Reading passage —
The only other time I drove this section of Old Route 66 was during the pandemic. At the time, we were avoiding people, so we didn’t stop to shoot any roadside attractions. However, the Cool Springs Station burned a hole in my lens, so it was a required stop on this trip.

Cool Springs Station and vintage gas pumps along Route 66 with Thimble Mountain in the background in Oatman, Arizona.
Cool Springs: Route 66’s Desert Jewel – Stepping back in time at Cool Springs Station, an iconic stop along Arizona’s stretch of Route 66, nestled against the majestic backdrop of Thimble Mountain.

You’ve likely seen pictures of this place in books or videos about Route 66. With its classic shiny red Mobil gas pumps (there’s a rusty one, too), it’s a perfect backdrop for motorheads to snap a portrait of their car. It hasn’t always been this gleaming jewel on the Mohave Desert floor. It has a history.

Nestled against the rugged backdrop of the Black Mountains, Cool Springs Station has stood as a silent witness to the ebb and flow of Route 66’s storied past. Established in the mid-1920s, Cool Springs was built to serve the burgeoning car culture of America, providing fuel, refreshments, and a welcome respite to weary travelers making their way through the Sitgreaves Pass. Its distinctive stone façade and gleaming gas pumps quickly became a symbol of the optimism and adventure spirit embodied by the Mother Road.

However, the passage of time and the shifting sands of progress were not always kind to Cool Springs. In the late 1960s, as the new interstate system redirected traffic away from Route 66, the station saw a decline, eventually falling into disrepair and was nearly forgotten. It wasn’t until 2001 that Ned Leuchtner, a Route 66 enthusiast, recognized the cultural and historical importance of Cool Springs. He undertook the painstaking task of reconstructing the station, using vintage photos as his guide to ensure authenticity. Today, the station has been restored to its former glory, complete with those classic red Mobil gas pumps and the original stone masonry, standing as a tribute to the enduring legacy of Route 66.

My picture of the month isn’t of the station but the yard art off to the side. The image is a trio of old car shells clustered under an American flag, with the Black Mountains as a background. Although these vehicles are historic, if they had any value, some collectors would have snatched them long ago.

The thing that made me choose this week’s photo is the flapping flag. I shot this midday with lighting that blends the cars and mountains into a bland porridge. The flag becomes the image’s star. It’s almost like the flags that fly over our national cemeteries. The picture says, “These are the fallen heroes of the long Route 66 history.”

Things to do —
A. In the Cool Springs Station passage, what did Ned Leuchtner use as a guide when reconstructing the station?
B. Carry on the Cool Springs Station passage from its final sentence.

[Referring expression pointing data]
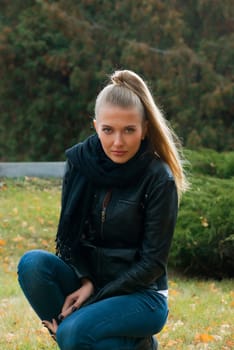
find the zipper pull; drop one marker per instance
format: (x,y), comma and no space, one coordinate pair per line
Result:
(103,215)
(105,203)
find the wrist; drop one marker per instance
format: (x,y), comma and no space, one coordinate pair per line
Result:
(85,282)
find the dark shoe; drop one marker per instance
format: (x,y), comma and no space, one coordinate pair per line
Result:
(149,343)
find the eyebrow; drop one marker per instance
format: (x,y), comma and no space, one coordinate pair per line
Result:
(126,126)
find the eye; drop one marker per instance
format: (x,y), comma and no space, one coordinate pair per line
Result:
(129,130)
(107,130)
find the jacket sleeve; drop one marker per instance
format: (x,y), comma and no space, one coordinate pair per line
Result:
(160,217)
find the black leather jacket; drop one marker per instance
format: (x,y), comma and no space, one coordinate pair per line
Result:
(125,245)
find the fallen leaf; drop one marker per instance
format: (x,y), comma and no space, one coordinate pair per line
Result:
(2,242)
(204,338)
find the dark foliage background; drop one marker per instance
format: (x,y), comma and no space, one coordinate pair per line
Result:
(55,56)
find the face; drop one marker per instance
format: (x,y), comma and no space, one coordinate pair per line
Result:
(120,131)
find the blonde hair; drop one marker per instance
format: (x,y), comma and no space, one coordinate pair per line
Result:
(127,89)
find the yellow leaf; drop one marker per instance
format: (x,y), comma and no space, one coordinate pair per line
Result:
(15,211)
(2,242)
(204,338)
(41,220)
(32,229)
(204,222)
(18,239)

Results by task —
A. He used vintage photos as his guide to ensure authenticity.

B.
We’re tickled that you started this year by spending time with us. If you want to see a larger version of this month’s photo, they are online on my website < Jim’s Page> and Fine Art America <FAA Link>. If you want to buy the Chevy Truck, you can contact Uncle Jim’s Cherry, One Owner, Used Car Emporium by leaving a comment below.

We look forward to your comments, so don’t be bashful. We’ll return with more Oatman and Route 66 photos next week, so don’t touch that dial.

Till then, keep your spirits high and your humor dry.
jw

Techniques: Waiting for the decisive moment.

You might think snapping a flag is a breeze, but let me tell you, it’s more like herding cats on a windy day. I aimed for a balance—not too limp and not overly taut—to convey a sense of movement and life. This required patience and timing, like capturing the peak moment in sports photography. With the wind’s whims as my conductor, I played a game of red and green light, waiting for Mother Nature’s perfect cue—talk about being at the mercy of the elements. In retrospect, a tripod would have saved me from the armache of holding steady through the breezes.

For the technically curious, this was a dance of light and speed. I shot in Aperture Priority mode with an f-stop of 6.1, relying on the bright midday sun to provide a fast enough shutter speed. My main concern was keeping the truck headlights and the flag’s stars and stripes in sharp focus. Choosing the correct f-stop or waiting for the wind is like deciding on the right spice for a stew or the right socks for sandals—not always obvious, but oh-so-important!